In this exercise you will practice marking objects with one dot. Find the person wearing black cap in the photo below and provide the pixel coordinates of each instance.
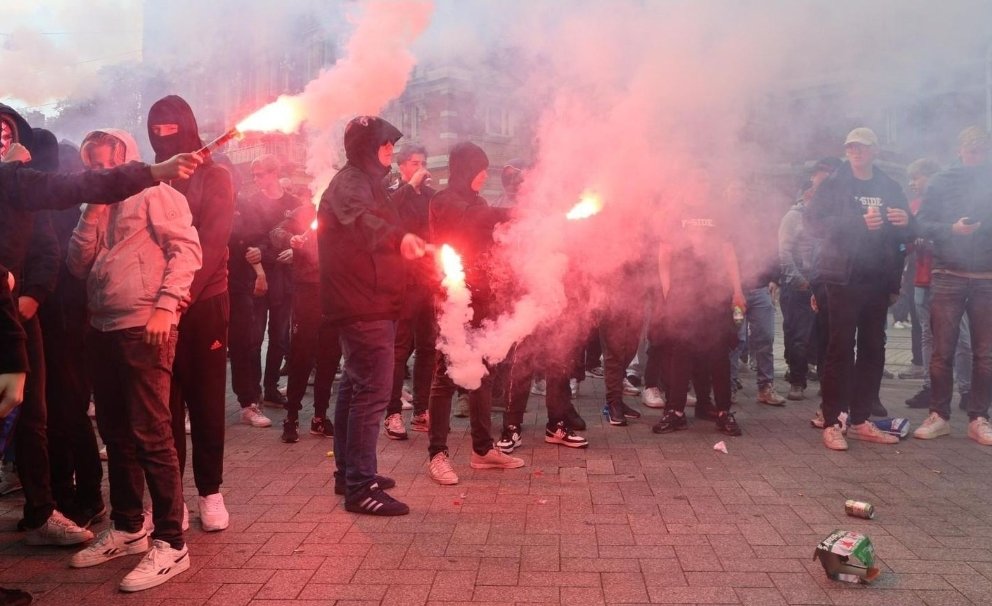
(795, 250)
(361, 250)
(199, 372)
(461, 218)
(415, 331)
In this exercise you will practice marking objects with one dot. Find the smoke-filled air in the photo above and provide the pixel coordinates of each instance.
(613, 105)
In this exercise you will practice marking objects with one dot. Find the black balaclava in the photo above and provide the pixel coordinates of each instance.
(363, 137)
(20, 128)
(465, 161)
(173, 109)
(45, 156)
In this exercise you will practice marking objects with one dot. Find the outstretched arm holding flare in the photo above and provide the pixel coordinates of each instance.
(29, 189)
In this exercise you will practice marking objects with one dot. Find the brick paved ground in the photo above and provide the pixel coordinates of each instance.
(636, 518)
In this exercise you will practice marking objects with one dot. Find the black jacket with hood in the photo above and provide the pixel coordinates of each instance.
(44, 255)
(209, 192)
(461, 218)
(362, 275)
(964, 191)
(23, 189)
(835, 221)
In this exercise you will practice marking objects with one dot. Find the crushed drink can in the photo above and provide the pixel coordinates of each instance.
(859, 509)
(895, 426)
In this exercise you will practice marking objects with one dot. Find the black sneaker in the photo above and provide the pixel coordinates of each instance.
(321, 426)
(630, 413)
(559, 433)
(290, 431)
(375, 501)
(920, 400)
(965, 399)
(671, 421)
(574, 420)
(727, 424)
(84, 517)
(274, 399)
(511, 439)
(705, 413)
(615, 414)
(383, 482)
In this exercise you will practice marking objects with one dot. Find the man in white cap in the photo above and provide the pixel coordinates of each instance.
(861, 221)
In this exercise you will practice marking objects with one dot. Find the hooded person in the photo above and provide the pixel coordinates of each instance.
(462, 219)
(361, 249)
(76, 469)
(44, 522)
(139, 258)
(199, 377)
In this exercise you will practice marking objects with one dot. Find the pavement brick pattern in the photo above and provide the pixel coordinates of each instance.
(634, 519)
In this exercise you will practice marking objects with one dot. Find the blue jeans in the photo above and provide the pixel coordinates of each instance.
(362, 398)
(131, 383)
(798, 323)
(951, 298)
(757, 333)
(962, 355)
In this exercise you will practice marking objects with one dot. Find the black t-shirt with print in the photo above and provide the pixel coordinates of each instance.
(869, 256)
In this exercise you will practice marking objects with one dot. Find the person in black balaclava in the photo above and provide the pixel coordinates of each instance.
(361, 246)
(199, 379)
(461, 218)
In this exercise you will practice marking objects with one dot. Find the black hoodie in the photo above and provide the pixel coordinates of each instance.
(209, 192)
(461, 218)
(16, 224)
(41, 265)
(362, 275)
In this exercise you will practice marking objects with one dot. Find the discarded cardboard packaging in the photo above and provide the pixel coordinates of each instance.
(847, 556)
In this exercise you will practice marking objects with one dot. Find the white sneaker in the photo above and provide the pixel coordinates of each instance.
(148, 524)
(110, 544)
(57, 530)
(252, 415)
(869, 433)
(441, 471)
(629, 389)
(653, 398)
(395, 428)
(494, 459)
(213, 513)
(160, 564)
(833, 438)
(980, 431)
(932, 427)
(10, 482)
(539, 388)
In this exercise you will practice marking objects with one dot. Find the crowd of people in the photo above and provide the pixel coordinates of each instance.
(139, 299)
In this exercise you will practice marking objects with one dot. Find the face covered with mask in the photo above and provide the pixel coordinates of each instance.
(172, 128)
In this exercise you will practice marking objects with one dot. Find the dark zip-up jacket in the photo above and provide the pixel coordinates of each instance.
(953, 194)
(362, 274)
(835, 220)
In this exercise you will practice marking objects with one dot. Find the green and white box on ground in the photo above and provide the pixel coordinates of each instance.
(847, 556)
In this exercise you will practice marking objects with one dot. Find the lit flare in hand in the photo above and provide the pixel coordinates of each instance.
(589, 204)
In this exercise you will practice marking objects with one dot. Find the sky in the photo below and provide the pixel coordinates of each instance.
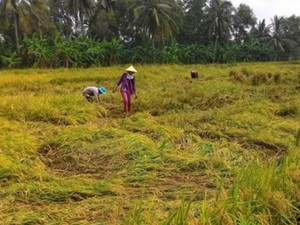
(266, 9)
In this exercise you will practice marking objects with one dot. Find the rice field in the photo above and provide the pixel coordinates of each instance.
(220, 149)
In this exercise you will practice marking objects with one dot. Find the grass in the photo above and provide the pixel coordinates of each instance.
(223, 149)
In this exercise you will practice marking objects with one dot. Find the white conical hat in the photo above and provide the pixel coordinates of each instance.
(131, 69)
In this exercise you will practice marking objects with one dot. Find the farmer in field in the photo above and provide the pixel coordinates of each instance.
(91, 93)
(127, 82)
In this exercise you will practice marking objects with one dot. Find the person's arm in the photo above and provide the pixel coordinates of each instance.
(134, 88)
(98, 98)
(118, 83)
==
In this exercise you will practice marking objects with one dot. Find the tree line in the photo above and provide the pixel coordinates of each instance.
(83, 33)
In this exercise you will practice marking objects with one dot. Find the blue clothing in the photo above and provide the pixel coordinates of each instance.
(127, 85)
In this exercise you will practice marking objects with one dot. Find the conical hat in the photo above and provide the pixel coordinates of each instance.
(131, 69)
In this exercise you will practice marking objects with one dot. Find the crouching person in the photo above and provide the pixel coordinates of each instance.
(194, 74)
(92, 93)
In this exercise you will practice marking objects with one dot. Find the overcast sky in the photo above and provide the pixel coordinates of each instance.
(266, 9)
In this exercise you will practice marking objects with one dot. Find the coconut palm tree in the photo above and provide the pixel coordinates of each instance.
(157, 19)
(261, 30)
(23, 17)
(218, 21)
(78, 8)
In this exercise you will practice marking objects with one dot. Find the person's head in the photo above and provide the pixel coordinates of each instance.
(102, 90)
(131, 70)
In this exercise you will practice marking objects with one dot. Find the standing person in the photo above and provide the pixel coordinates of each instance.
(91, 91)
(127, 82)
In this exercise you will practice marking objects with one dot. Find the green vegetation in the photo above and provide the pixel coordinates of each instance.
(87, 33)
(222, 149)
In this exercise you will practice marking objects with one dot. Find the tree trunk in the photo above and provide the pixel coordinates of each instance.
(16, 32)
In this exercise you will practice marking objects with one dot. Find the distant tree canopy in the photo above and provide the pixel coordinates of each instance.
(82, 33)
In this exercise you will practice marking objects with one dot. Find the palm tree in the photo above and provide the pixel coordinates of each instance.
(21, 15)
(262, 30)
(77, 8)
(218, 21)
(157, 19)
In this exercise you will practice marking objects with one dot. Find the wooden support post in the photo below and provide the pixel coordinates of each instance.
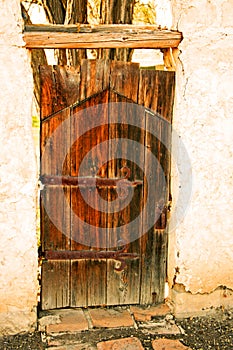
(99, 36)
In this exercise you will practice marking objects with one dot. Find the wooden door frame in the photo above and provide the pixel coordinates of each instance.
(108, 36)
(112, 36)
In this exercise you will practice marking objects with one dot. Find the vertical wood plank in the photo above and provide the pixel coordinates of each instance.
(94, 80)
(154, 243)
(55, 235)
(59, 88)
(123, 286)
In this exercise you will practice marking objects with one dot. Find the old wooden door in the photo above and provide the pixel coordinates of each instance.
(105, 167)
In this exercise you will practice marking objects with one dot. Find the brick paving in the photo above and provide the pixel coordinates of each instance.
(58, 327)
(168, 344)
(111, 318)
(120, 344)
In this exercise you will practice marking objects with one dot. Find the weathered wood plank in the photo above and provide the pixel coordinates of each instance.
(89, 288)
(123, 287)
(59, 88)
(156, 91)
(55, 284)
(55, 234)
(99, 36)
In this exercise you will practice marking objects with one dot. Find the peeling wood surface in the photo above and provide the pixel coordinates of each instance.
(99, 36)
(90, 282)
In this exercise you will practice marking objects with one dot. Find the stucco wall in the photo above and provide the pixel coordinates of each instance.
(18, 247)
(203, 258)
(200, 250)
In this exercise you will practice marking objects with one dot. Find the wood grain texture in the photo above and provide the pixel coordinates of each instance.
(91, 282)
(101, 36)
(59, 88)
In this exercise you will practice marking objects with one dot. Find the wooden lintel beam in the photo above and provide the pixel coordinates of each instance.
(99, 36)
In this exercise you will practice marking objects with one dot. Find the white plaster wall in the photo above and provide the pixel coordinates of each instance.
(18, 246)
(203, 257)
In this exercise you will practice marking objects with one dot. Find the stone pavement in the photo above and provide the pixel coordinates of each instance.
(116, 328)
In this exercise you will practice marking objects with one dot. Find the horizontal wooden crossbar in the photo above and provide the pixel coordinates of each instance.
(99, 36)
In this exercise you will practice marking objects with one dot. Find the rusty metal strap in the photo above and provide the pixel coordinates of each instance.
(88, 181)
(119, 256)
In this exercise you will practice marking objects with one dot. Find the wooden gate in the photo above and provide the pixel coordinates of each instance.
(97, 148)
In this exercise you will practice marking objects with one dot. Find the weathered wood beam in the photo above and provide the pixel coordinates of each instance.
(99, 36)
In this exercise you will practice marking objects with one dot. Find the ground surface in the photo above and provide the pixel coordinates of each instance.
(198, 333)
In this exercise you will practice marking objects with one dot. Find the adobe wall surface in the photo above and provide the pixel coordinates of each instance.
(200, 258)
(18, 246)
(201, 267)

• _STATED EXERCISE_:
Gather every line above that contains the word "surface" and copy each one in full.

• _FINISHED EXERCISE_:
In this exercise you will practice marking objects with one dot. Find the peeling wood surface in the photo above and provide the pixel coordinates of each instance.
In this exercise you will practice marking objects with one dot. Find the ground surface in the photo above and provide the pixel coordinates of each instance.
In this exercise you will practice marking objects with one dot. Find the adobe wall surface in the photo above and provide the pixel coordinates of each instance.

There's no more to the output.